*Bloque de texto*:
───

Educativo, ¿a que sí?

Ambos, presentador y calvito, ruedan por el suelo. Mucho "cálmate Jonathan" y mucha tonería; el chaval hiperventilando y los vascos impasibles, con toda su calidad, disfrutando del espectáculo. "A mí me han traído a hacer la pamema con la soga, Patxi, yo no me meto".

Tras un minuto de agarrones y blocajes sobre el césped del parque, el presentador y el niñato acaban sentados en el suelo, puede que a la espera de que alguien abra unos cartones de tintorro peleón para culminar el espectáculo con unos litracos en toda regla.

El Jonathan llora, porque también los veinteañeros calvos con diamantes en las orejas tienen sentimientos, y le da unas hostias al suelo, a puño limpio. Que se joda la litosfera, que la voy a poner al hilo, y tal.

───

*Lo solicitado*:
A – Traduce al inglés esta oración del bloque de texto: «Ambos, presentador y calvito, ruedan por el suelo.»
B – Redacta la continuación del texto sobre la pelea entre el presentador y Jonathan en el parque, empezando después de su última oración.

───

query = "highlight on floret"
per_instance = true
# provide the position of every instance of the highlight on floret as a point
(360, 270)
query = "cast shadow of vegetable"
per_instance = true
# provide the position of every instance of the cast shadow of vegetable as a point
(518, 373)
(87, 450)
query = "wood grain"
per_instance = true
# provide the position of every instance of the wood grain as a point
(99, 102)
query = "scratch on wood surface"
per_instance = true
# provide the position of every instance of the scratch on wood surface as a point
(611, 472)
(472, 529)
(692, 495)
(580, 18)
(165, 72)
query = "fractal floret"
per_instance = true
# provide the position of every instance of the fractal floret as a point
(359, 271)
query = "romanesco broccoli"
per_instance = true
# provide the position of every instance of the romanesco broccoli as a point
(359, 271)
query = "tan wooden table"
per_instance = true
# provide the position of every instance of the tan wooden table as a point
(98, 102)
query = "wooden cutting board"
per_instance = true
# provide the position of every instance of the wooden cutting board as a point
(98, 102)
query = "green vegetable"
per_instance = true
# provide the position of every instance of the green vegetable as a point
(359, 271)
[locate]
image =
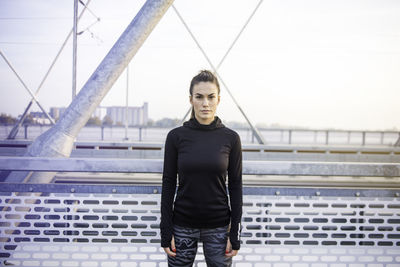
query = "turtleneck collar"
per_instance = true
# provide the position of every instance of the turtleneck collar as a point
(194, 124)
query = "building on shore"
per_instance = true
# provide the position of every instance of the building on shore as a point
(136, 116)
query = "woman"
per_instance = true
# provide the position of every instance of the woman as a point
(202, 152)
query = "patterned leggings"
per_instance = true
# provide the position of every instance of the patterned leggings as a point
(214, 245)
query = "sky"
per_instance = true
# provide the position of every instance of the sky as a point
(303, 63)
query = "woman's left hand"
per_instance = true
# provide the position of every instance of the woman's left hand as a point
(228, 251)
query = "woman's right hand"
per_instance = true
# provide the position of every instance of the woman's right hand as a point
(168, 250)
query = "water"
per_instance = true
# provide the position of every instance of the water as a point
(271, 136)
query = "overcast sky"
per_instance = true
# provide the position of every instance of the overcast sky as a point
(317, 64)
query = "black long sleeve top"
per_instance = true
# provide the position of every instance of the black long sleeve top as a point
(202, 156)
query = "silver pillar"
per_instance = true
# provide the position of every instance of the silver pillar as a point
(74, 48)
(58, 141)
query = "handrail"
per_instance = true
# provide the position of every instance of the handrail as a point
(48, 164)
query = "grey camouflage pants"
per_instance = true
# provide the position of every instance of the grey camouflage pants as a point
(214, 245)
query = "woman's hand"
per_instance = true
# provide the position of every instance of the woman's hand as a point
(168, 250)
(229, 252)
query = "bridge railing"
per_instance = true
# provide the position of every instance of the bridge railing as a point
(118, 225)
(273, 136)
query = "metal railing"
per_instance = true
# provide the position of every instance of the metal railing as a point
(271, 135)
(118, 225)
(154, 150)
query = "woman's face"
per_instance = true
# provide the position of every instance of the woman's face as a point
(205, 100)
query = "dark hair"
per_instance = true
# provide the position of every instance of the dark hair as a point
(203, 76)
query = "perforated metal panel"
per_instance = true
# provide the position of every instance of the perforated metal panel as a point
(113, 229)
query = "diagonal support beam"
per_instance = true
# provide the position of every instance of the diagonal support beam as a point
(26, 87)
(58, 141)
(13, 133)
(256, 133)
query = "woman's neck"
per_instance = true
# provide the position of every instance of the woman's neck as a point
(203, 121)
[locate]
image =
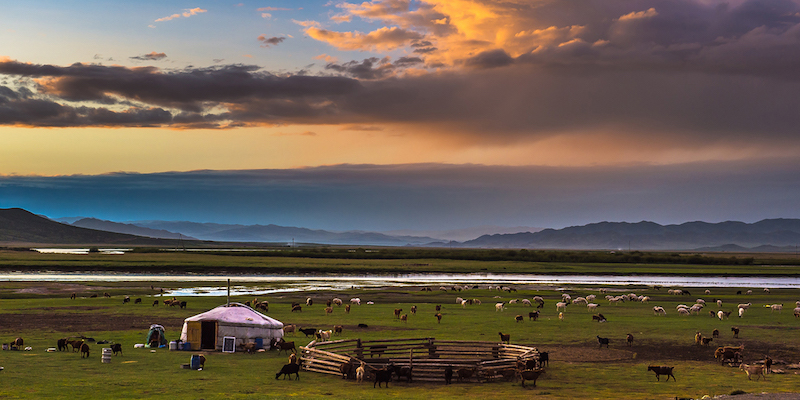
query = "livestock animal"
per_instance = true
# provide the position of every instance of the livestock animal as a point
(448, 374)
(308, 331)
(465, 373)
(662, 370)
(76, 344)
(84, 350)
(383, 375)
(285, 346)
(505, 337)
(530, 375)
(288, 370)
(757, 370)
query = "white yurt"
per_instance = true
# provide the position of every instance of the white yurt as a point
(213, 328)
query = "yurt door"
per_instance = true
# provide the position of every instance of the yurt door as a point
(208, 338)
(194, 334)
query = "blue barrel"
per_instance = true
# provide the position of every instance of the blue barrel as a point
(195, 363)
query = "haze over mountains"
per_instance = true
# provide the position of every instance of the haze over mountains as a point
(17, 225)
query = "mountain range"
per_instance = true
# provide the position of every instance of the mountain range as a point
(769, 235)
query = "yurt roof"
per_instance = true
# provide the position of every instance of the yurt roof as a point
(237, 313)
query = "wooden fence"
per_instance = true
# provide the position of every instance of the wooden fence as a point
(428, 356)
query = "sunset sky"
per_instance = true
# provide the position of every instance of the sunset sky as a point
(398, 114)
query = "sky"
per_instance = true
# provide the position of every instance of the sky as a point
(397, 114)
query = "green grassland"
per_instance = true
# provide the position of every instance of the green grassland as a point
(579, 369)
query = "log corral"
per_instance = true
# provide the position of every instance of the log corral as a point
(428, 356)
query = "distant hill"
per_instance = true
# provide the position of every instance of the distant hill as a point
(109, 226)
(284, 234)
(20, 226)
(777, 233)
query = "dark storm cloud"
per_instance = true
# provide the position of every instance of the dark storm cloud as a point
(424, 196)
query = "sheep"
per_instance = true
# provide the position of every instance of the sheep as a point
(662, 370)
(288, 370)
(530, 375)
(505, 337)
(757, 370)
(360, 372)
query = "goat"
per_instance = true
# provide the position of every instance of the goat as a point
(465, 373)
(308, 331)
(505, 337)
(84, 350)
(756, 370)
(383, 375)
(448, 374)
(662, 370)
(281, 346)
(530, 375)
(288, 370)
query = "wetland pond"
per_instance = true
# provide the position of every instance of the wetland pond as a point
(215, 285)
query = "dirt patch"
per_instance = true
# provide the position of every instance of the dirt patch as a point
(75, 323)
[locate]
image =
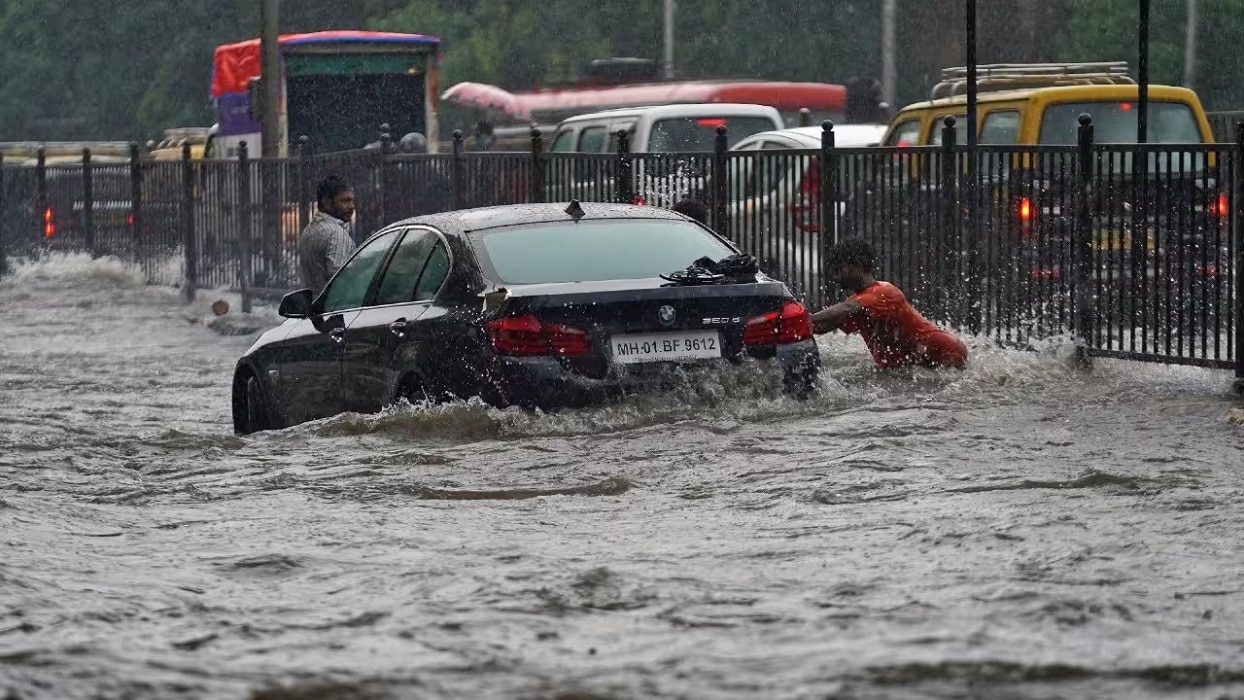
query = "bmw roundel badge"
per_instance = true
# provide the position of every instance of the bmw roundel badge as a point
(666, 315)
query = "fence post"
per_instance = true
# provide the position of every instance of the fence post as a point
(538, 167)
(1081, 245)
(44, 213)
(720, 182)
(1237, 204)
(136, 202)
(383, 184)
(455, 169)
(190, 243)
(949, 243)
(829, 185)
(4, 221)
(88, 204)
(626, 169)
(304, 213)
(244, 233)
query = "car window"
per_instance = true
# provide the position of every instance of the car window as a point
(960, 129)
(907, 133)
(698, 134)
(348, 289)
(1115, 122)
(564, 143)
(1000, 127)
(402, 275)
(620, 249)
(434, 274)
(591, 139)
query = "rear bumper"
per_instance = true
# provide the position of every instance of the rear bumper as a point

───

*Respuestas*:
A – Both of them, the host and the little bald guy, roll around on the ground.

B –
No enlazo el vídeo, porque no es política de esta empresa, pero estoy seguro de que si teclean en Youtube 'anormal que merece morir lenta y dolorosamente intenta matar a la idiota de la madre que lo malcrió en un parque ante la impasible mirada de un equipo de sogatira', lo encuentran.

La moraleja final es cojonuda: "Estáis empezando a sacarlo todo, eso está bien".

Está de puta madre, amigo. En cuanto os vayais tú y las cámaras a vuestra puta casa, probablemente el calvito tire a su madre por el balcón. Así, cuando ya lo hayan sacado todo de verdad, puede que tengáis material para una segunda entrega de vuestro asqueroso programa para gilipollas.